» **Objective**
Please rewrite the lines from the one with "segment --target=cabinet drawer" to the one with "[[[247,238],[247,220],[200,226],[132,244],[132,273],[141,273]]]", swapping "cabinet drawer" for "dresser drawer" and keeping everything else the same.

= = = = = = =

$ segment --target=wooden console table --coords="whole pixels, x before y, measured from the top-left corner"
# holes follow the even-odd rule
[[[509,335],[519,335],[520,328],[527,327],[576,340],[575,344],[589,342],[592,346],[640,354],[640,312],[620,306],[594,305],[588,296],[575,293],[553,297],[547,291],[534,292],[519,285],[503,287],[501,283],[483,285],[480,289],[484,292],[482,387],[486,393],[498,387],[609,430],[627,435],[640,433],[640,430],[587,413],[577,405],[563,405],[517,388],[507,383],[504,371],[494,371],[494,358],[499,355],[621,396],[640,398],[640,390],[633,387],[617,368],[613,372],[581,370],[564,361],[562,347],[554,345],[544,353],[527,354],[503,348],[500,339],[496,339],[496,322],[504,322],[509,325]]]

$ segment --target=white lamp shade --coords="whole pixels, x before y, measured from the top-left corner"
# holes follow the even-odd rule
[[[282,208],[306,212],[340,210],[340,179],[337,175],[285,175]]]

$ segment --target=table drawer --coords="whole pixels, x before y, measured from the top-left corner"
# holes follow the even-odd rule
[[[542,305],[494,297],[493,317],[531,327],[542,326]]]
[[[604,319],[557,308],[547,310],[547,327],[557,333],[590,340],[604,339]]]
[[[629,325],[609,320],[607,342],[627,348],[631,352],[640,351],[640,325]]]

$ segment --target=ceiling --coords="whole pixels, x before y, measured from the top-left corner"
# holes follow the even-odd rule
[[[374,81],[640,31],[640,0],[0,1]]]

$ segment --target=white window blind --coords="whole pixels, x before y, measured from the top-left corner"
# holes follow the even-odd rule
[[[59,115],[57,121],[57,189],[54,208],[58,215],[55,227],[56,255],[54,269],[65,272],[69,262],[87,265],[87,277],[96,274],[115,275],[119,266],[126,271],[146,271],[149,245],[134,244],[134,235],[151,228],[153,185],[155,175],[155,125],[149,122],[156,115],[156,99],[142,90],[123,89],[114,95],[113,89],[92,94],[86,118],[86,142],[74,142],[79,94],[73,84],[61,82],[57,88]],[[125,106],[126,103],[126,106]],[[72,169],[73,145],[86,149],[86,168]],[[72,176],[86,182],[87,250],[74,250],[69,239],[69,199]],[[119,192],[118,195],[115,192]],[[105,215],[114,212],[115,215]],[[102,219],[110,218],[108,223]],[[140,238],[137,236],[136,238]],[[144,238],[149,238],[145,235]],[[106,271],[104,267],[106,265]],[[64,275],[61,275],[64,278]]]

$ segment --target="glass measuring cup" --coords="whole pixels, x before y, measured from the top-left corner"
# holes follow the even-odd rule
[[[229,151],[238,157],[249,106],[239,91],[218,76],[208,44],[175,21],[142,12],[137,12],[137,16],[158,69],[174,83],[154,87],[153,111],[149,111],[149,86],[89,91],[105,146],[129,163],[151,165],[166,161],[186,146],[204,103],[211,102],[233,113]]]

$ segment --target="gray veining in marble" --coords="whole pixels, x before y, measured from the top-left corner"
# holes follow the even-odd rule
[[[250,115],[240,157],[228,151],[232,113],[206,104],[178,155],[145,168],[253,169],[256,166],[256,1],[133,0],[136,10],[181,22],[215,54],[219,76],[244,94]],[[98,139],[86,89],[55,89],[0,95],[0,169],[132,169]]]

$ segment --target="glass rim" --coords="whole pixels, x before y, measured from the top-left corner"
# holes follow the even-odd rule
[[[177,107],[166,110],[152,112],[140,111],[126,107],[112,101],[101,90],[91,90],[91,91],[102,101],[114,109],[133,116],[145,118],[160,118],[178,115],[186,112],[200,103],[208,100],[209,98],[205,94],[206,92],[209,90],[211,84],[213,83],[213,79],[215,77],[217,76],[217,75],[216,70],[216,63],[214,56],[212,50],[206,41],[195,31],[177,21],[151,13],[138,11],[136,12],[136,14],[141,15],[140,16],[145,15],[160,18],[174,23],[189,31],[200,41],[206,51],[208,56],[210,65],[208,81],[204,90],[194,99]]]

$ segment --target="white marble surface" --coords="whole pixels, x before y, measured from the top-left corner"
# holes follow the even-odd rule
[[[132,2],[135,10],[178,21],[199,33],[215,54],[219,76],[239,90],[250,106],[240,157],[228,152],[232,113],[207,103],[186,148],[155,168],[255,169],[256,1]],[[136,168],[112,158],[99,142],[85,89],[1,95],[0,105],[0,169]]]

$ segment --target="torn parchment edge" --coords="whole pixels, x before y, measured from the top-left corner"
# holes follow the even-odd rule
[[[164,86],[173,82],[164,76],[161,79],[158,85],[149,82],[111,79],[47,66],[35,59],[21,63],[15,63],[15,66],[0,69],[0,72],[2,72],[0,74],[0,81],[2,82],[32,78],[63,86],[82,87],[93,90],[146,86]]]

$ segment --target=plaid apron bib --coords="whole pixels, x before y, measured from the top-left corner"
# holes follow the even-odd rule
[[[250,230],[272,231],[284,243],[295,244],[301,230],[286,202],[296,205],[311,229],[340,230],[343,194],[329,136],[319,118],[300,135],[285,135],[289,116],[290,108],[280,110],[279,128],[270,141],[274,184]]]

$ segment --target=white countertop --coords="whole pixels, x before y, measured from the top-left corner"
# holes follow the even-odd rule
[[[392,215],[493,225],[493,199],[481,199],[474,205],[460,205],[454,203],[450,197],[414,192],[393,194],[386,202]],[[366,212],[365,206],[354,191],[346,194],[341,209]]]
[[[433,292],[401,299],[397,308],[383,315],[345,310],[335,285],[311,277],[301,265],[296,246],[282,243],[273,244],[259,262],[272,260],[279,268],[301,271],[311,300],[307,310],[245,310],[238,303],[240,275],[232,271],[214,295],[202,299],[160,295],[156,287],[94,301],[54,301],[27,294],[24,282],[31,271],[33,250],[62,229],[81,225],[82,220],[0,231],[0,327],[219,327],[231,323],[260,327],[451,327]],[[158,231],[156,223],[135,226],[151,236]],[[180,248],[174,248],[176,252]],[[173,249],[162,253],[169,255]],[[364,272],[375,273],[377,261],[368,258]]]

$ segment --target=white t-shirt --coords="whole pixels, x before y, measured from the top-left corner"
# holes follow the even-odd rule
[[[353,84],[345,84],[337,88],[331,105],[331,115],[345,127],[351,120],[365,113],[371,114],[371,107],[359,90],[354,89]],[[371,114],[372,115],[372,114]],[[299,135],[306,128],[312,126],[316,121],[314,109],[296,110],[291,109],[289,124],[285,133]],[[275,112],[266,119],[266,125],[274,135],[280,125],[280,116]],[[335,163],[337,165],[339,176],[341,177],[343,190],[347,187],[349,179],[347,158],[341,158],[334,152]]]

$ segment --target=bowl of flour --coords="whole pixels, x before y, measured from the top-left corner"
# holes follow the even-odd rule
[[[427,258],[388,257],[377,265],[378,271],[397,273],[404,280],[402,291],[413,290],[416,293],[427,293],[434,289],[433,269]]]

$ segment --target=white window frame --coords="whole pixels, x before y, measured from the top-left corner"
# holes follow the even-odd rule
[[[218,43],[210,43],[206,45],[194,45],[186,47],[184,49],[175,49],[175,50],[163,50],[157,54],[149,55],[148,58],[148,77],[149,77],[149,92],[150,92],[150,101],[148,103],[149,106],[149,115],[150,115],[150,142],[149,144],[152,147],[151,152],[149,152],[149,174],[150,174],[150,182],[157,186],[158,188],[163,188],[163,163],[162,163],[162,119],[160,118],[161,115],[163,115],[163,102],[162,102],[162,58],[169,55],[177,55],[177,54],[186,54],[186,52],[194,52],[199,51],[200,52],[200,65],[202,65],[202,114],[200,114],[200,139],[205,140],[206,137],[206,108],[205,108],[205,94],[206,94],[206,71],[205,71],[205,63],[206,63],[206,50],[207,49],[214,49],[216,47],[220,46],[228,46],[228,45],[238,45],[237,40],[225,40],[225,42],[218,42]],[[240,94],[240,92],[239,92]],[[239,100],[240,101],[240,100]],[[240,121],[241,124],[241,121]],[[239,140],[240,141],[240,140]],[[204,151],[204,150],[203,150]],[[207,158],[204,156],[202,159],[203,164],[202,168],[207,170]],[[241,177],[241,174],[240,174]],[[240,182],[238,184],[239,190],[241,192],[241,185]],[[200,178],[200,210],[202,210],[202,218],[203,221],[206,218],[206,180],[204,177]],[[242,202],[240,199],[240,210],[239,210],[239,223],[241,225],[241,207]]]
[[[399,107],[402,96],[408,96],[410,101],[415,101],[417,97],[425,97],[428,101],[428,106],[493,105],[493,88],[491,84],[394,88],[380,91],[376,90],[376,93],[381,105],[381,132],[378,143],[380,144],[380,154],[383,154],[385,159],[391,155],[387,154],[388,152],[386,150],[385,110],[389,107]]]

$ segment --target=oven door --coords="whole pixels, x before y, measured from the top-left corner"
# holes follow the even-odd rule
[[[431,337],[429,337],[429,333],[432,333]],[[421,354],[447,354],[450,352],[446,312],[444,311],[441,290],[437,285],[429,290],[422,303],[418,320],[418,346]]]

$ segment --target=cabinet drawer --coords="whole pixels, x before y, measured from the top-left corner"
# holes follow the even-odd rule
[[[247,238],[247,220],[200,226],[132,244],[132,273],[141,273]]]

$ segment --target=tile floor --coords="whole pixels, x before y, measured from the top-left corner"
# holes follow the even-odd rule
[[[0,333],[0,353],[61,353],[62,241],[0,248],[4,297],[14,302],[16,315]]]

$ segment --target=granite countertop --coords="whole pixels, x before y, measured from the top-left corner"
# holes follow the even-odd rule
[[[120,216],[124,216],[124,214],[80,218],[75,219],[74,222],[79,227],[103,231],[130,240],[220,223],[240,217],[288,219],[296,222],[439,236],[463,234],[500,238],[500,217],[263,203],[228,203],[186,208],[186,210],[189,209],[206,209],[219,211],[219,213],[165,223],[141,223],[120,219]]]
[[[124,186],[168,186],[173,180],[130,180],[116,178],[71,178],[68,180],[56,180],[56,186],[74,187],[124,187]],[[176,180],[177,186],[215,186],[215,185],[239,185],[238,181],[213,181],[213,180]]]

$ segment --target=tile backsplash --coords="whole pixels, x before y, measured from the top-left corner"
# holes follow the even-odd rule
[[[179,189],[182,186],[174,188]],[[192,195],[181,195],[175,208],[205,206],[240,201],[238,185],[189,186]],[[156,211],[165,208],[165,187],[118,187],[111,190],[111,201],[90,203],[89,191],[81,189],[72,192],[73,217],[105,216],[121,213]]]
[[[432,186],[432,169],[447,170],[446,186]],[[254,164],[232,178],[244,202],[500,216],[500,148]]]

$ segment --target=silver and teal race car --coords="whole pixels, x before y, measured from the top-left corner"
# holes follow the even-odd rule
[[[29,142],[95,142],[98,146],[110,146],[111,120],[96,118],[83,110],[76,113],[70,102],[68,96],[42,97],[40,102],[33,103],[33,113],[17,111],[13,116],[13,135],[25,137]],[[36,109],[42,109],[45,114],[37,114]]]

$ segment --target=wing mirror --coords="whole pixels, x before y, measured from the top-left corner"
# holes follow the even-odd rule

= = = = = = =

» **Answer to the problem**
$ segment --target=dresser drawer --coords="whole pixels, x before y, measured from the top-left corner"
# holes follow the even-odd rule
[[[247,238],[247,220],[200,226],[132,244],[132,273],[141,273]]]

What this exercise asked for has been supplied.